===== DOCUMENT SECTION =====

Value-based contracts are not yet seeing marked success, according to the results of Change Healthcare's Ninth Annual Industry Pulse Survey. The group’s survey drew on responses from approximately 2000 Change Healthcare customers (including health plans, third-party administrators, integrated delivery systems, hospitals, government entities, academics, and other stakeholders), and the results report on the challenges and opportunities in the healthcare space as identified by these stakeholders.

According to the survey results, 39.8% of respondents said that the majority of value-based relationships within the healthcare market will not contain both upside and downside shared risk for another 3 to 5 years. Further respondents (17.5%) said it would take more than 5 years, while still others (6.3%) said that such contracts may never become a reality.

Among the challenges facing value-based contracts are limits on data sharing, a lack of agreement on outcome measures, and a lack of incentives for payers and providers to collaborate.

One survey respondent, a health plan manager, is reported to have said that “each entity has their primary objectives in how they operate and utilize clinical data, and they don’t necessarily align. There seems to be a number of attempts to move forward on a large scale, which may be too overwhelming to successfully implement.”

Furthermore, the survey reports that payers are reportedly struggling to support high-value care. According to 27.9% of respondents, standardized data and outcome measures, which are crucial for care coordination, are lacking. Another 22.6% of respondents called on payers and providers to co-develop risk management programs, 13.9% called for shared performance data, and 13.0% saw a need for bundled payments for episodes of care.

One bright spot in the landscape is the evolution of the mix of clinical data sources used by payers and providers. In 2018, 30.1% of plans named electronic health record data as being among their top 2 sources of clinical data (up from 26.6% in 2017), and the number of respondents citing health information exchange data rose from 3.8% in 2017 to 9.1% in 2018.

===== RECORD EXCERPTS =====

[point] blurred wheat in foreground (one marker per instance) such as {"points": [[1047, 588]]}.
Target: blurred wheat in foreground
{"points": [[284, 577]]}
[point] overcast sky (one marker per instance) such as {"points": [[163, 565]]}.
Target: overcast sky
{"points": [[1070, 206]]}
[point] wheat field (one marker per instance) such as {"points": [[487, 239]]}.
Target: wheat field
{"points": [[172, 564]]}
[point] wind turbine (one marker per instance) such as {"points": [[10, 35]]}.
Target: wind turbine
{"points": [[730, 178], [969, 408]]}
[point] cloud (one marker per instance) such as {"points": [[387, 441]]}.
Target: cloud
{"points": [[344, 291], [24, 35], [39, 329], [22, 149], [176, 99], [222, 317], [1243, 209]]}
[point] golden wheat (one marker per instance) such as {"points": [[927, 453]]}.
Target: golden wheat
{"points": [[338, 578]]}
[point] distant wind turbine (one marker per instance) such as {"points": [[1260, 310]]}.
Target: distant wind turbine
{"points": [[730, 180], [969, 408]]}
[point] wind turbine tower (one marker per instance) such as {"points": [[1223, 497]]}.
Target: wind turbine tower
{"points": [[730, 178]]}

=====
===== RECORD EXCERPTS =====

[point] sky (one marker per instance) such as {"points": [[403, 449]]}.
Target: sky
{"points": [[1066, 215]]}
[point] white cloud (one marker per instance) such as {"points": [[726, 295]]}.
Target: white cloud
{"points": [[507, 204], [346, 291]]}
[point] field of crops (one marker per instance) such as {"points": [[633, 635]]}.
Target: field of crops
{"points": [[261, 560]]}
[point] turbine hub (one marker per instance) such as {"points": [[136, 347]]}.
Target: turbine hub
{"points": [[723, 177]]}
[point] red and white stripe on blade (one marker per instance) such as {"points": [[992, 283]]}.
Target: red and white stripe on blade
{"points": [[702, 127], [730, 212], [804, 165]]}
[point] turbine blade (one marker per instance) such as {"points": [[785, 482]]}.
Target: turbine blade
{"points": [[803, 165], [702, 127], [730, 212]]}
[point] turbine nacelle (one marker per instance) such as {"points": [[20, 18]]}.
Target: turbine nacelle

=====

Pick up the value-based contracts survey report after its last sentence and carry it on.

ANSWER BOX ->
“That jump is an encouraging sign that this mode of data exchange has gained a foothold,” the report’s authors wrote. Furthermore, the fact that 9.1% of respondents cited integration of information from patients’ health surveys signals that stakeholders are “giving focus to individual patients not just population health,” wrote the authors.

Even as providers and payers wrestle with the concept of value, consumers are beginning to demand better access, improved cost transparency, and convenience, all of which are opening doors to nonhealthcare entrants into the marketplace. Those entrants, including Amazon, Walmart, Google, and Apple, could have a heavy impact on the business models that currently dominate the healthcare space, according to survey respondents.

“Healthcare is navigating disruptions on multiple fronts, and as a consequence, payers and providers are finding themselves stretched thin as they try to address a perfect storm of change,” David Gallegos, senior vice president of consulting services at Change Healthcare, said in a statement.

In total, 32.2% said that they expect these entrants to disrupt current business models, 13.3% said that they foresee these companies introducing innovations, and 11.1% said that they will allow for refined consumer experiences.

“As if insurance market changes, value-based care, consumerization, and regulatory uncertainty weren’t enough, this year the industry is facing a new breed of market entrants and innovators whose impact remains unknown but could be substantial. Even the largest healthcare organizations don’t have the people and processes to move on all these fronts alone, yet they can’t ignore these changes,” Gallegos added.